* [Le problème]:
Recopiez le texte sur les devises en commençant par « K.T. : La Chine » et en allant jusqu'à « de ce mouvement. », mais remplacez « yuan » par « renminbi ».

* [Texte de l'exercice]:

=====

Quels sont ces facteurs ?
K.T. : Tout d’abord, il y a un environnement économique mondial qui n’est absolument pas homogène. Toutes les régions du monde ne sortent pas de la crise de la Covid-19 avec la même dynamique de croissance. Cela s’explique par les grandes disparités dans la façon dont les pays ont géré la pandémie et par l’hétérogénéité de leurs mesures pour répondre aux conséquences économiques de cette crise. Dès lors, certains pays, et donc leur monnaie, attirent davantage les investisseurs que d’autres.
Malgré la reprise économique très forte aux Etats-Unis, certains pays attireraient davantage les investisseurs ?
K.T. : Exactement. C’est le cas par exemple de l’Europe qui a gagné en attractivité grâce à une coopération politique renforcée. Elle offre aussi des opportunités d’investissement avec un gisement d’entreprises particulièrement sensibles à la reprise dans les secteurs de la consommation, du tourisme, de la finance ou encore des matières premières. D’ailleurs, les actions européennes ont affiché récemment de meilleures performances que leurs homologues américaines sans être gênées par la remontée de l’euro. Cela faisait longtemps que l’on n’avait pas vu cela et ce phénomène pourrait se poursuivre. D’autant plus que les entreprises européennes pourraient continuer de bénéficier d’une dynamique de croissance relativement plus favorable alors que la reprise économique débute tout juste dans la région.
Y a-t-il d’autres zones géographiques plus intéressantes que les Etats-Unis ?
K.T. : Oui, les pays exportateurs de matières premières. Si les prix des matières premières ont retrouvé leurs niveaux d’il y a cinq ans avec le rebond de l’économie mondiale, les devises des pays qui exportent ces produits de base si utiles à la reprise de l’activité font, elles, du surplace. Et contrairement à il y a quelques années, ces pays ont gagné en crédibilité. Des fondamentaux solides associés à une gestion économique disciplinée devraient favoriser leurs monnaies. Nous nous exposons d’ailleurs – avec sélectivité – à ces devises.
Qu’en est-il de l’Asie ?
K.T. : La Chine a bien mieux géré la pandémie que les Etats-Unis. Elle offre également des perspectives de long terme. Elle a en effet investi dans les technologies de demain et elle continue de le faire. La région est le fer de lance de la quatrième révolution industrielle. Les taux d’intérêt y sont supérieurs, ce qui attire les investisseurs et profite aux monnaies locales, comme c’est le cas pour la Chine. Le yuan, la monnaie chinoise, s’est largement apprécié en bénéficiant des bonnes nouvelles économiques, mais aussi de l’oasis qu’offrent les taux chinois dans un désert de rendement, les taux étant très bas dans le reste du monde depuis plusieurs années. Et Pékin apparait pour le moment particulièrement tolérant vis-à-vis de ce mouvement.
Avec la reprise économique ne peut-on pas s’attendre à une hausse des taux d’intérêt américains pour freiner celle des prix, ce qui profiterait au dollar ?

=====

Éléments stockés
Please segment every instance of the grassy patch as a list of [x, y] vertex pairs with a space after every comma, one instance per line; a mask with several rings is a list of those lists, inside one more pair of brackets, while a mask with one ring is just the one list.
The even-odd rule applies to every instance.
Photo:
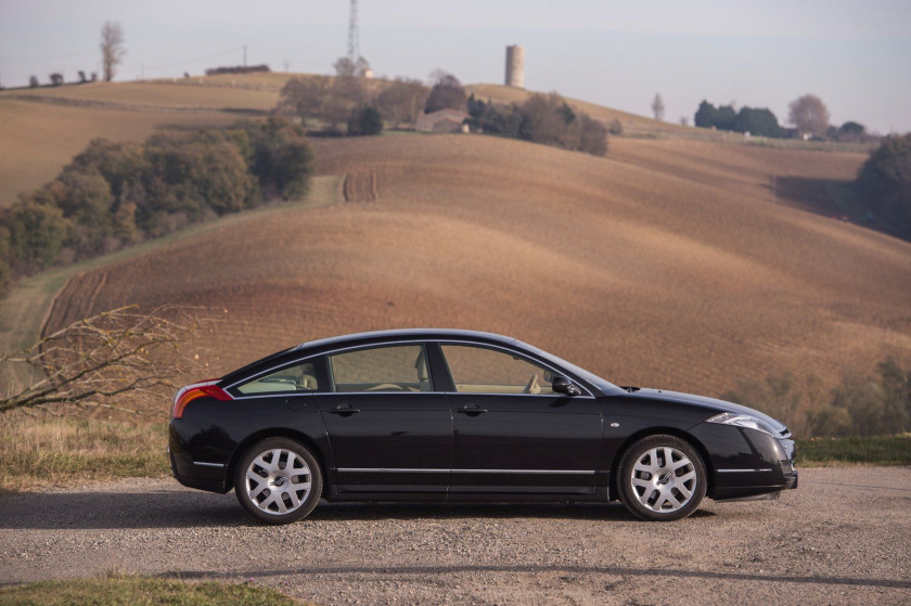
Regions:
[[911, 434], [798, 440], [799, 465], [911, 465]]
[[[304, 199], [268, 204], [258, 208], [221, 217], [214, 221], [197, 223], [179, 232], [156, 237], [110, 255], [86, 259], [72, 266], [53, 268], [23, 279], [0, 300], [0, 351], [13, 352], [34, 345], [38, 340], [41, 325], [57, 292], [66, 281], [82, 271], [89, 271], [107, 263], [139, 257], [154, 250], [196, 238], [203, 234], [227, 227], [281, 212], [297, 212], [310, 208], [322, 208], [342, 199], [342, 176], [329, 175], [310, 179], [310, 191]], [[0, 385], [27, 383], [35, 378], [33, 369], [23, 364], [0, 366]]]
[[182, 581], [115, 575], [98, 579], [40, 581], [0, 588], [0, 605], [7, 604], [124, 604], [146, 606], [178, 604], [183, 606], [216, 606], [221, 604], [299, 604], [286, 595], [253, 583], [218, 583]]
[[0, 417], [0, 492], [170, 472], [167, 424], [72, 416]]

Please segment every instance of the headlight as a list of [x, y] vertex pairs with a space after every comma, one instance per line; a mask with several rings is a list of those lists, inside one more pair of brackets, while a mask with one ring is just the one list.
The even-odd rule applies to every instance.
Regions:
[[772, 437], [778, 437], [778, 433], [774, 429], [752, 414], [722, 412], [721, 414], [717, 414], [709, 418], [708, 423], [720, 423], [721, 425], [734, 425], [736, 427], [749, 427], [750, 429], [757, 429]]

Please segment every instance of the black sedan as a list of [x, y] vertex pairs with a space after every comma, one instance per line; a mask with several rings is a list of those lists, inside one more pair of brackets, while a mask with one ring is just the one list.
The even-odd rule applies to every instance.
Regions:
[[761, 412], [618, 387], [489, 333], [305, 343], [177, 392], [170, 463], [267, 524], [328, 501], [614, 501], [651, 520], [797, 487]]

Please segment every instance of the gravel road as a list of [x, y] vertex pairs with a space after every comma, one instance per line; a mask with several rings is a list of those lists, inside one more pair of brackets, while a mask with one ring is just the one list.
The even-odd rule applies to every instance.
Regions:
[[321, 504], [286, 527], [169, 479], [0, 497], [0, 583], [107, 570], [318, 604], [911, 604], [911, 467], [801, 469], [671, 524], [619, 505]]

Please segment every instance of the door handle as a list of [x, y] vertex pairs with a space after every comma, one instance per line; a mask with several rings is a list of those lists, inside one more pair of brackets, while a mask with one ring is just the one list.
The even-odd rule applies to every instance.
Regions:
[[331, 414], [354, 414], [360, 412], [360, 409], [352, 409], [351, 404], [338, 404], [335, 410], [329, 411]]

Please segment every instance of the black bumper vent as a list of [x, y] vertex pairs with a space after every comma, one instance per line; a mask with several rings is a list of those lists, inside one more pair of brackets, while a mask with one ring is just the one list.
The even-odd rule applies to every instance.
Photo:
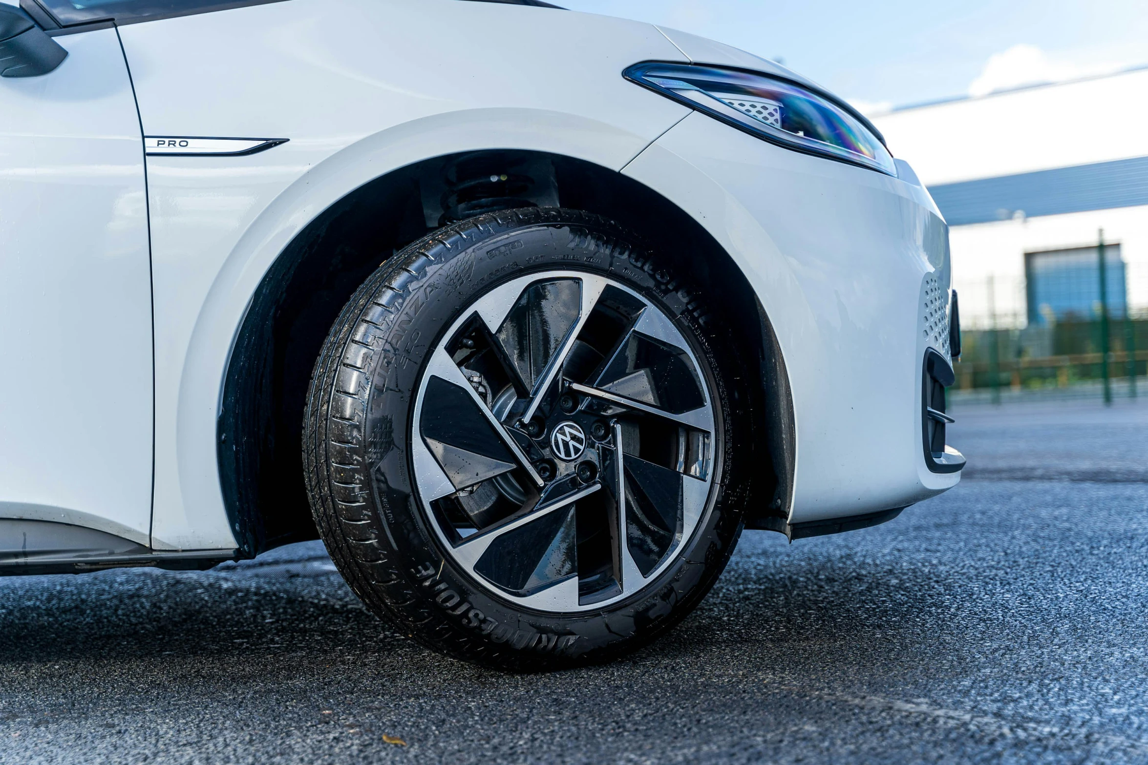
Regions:
[[953, 417], [945, 413], [945, 389], [956, 382], [953, 367], [944, 356], [929, 349], [922, 374], [921, 432], [924, 439], [925, 465], [933, 473], [956, 473], [964, 467], [964, 458], [945, 444], [945, 426]]

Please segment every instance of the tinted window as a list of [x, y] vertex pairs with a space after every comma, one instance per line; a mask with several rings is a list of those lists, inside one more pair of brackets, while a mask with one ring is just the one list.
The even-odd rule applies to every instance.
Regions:
[[121, 24], [212, 10], [258, 6], [280, 0], [37, 0], [61, 26], [114, 19]]

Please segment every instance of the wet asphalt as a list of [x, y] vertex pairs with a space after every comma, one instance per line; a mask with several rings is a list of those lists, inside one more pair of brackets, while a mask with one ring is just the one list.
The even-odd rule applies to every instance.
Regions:
[[1148, 762], [1148, 403], [955, 414], [957, 489], [792, 546], [746, 532], [608, 666], [430, 654], [318, 542], [0, 579], [0, 763]]

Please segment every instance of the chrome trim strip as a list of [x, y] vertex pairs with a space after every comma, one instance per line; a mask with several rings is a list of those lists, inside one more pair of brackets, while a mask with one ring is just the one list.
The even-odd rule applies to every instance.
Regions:
[[145, 135], [149, 157], [241, 157], [286, 143], [286, 138], [208, 138], [195, 135]]

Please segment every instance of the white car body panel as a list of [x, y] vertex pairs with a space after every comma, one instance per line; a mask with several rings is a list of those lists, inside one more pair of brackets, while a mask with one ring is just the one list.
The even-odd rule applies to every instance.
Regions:
[[959, 474], [928, 469], [921, 446], [917, 306], [926, 275], [948, 283], [929, 236], [944, 224], [923, 188], [700, 114], [623, 172], [701, 223], [770, 317], [797, 429], [791, 523], [903, 507], [956, 484]]
[[[476, 149], [621, 171], [729, 252], [790, 376], [791, 523], [902, 507], [959, 481], [931, 473], [922, 450], [921, 365], [932, 342], [922, 289], [930, 278], [947, 289], [949, 266], [944, 224], [907, 165], [898, 179], [783, 149], [621, 76], [641, 61], [693, 61], [808, 83], [773, 62], [647, 24], [457, 0], [289, 0], [57, 40], [72, 52], [59, 70], [0, 80], [0, 173], [16, 179], [0, 184], [0, 241], [21, 243], [0, 259], [0, 274], [18, 275], [0, 281], [0, 326], [34, 328], [0, 334], [0, 349], [36, 372], [0, 376], [10, 407], [0, 517], [32, 517], [14, 514], [17, 505], [64, 508], [67, 517], [39, 520], [156, 551], [235, 548], [217, 419], [261, 280], [364, 184]], [[79, 71], [82, 62], [92, 63]], [[37, 87], [72, 100], [37, 111], [26, 95]], [[26, 125], [14, 130], [17, 107]], [[33, 156], [21, 151], [48, 139], [29, 135], [67, 135], [51, 139], [55, 154], [37, 149], [34, 181], [20, 180]], [[145, 194], [144, 136], [287, 142], [246, 156], [148, 156]], [[68, 184], [40, 180], [52, 172]], [[44, 226], [56, 210], [83, 217]], [[53, 299], [37, 290], [55, 290]], [[67, 353], [64, 341], [45, 342], [75, 331], [63, 307], [84, 314], [88, 341]], [[153, 396], [153, 326], [154, 426], [139, 404]], [[91, 372], [80, 391], [70, 385], [77, 364]], [[46, 396], [52, 406], [34, 406]], [[67, 469], [42, 459], [65, 432]]]
[[116, 31], [0, 79], [0, 517], [147, 545], [152, 287], [144, 151]]
[[684, 61], [658, 30], [544, 8], [292, 0], [119, 32], [146, 135], [289, 139], [147, 159], [156, 549], [235, 546], [216, 456], [227, 357], [259, 279], [315, 216], [391, 170], [470, 149], [619, 170], [690, 111], [620, 76]]

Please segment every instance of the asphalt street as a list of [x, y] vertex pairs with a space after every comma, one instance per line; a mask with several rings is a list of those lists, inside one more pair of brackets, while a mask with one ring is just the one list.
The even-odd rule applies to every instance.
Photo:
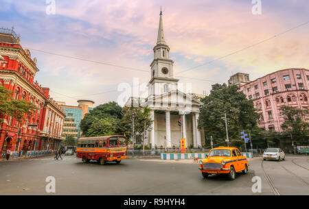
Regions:
[[[0, 195], [309, 195], [305, 156], [281, 162], [250, 159], [249, 173], [238, 173], [234, 181], [225, 175], [203, 179], [192, 160], [130, 158], [100, 165], [62, 157], [0, 161]], [[54, 193], [45, 190], [49, 176], [56, 180]], [[254, 176], [262, 180], [262, 193], [252, 191]]]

=====

* [Votre solution]:
K.T. : La Chine a bien mieux géré la pandémie que les Etats-Unis. Elle offre également des perspectives de long terme. Elle a en effet investi dans les technologies de demain et elle continue de le faire. La région est le fer de lance de la quatrième révolution industrielle. Les taux d’intérêt y sont supérieurs, ce qui attire les investisseurs et profite aux monnaies locales, comme c’est le cas pour la Chine. Le renminbi, la monnaie chinoise, s’est largement apprécié en bénéficiant des bonnes nouvelles économiques, mais aussi de l’oasis qu’offrent les taux chinois dans un désert de rendement, les taux étant très bas dans le reste du monde depuis plusieurs années. Et Pékin apparait pour le moment particulièrement tolérant vis-à-vis de ce mouvement.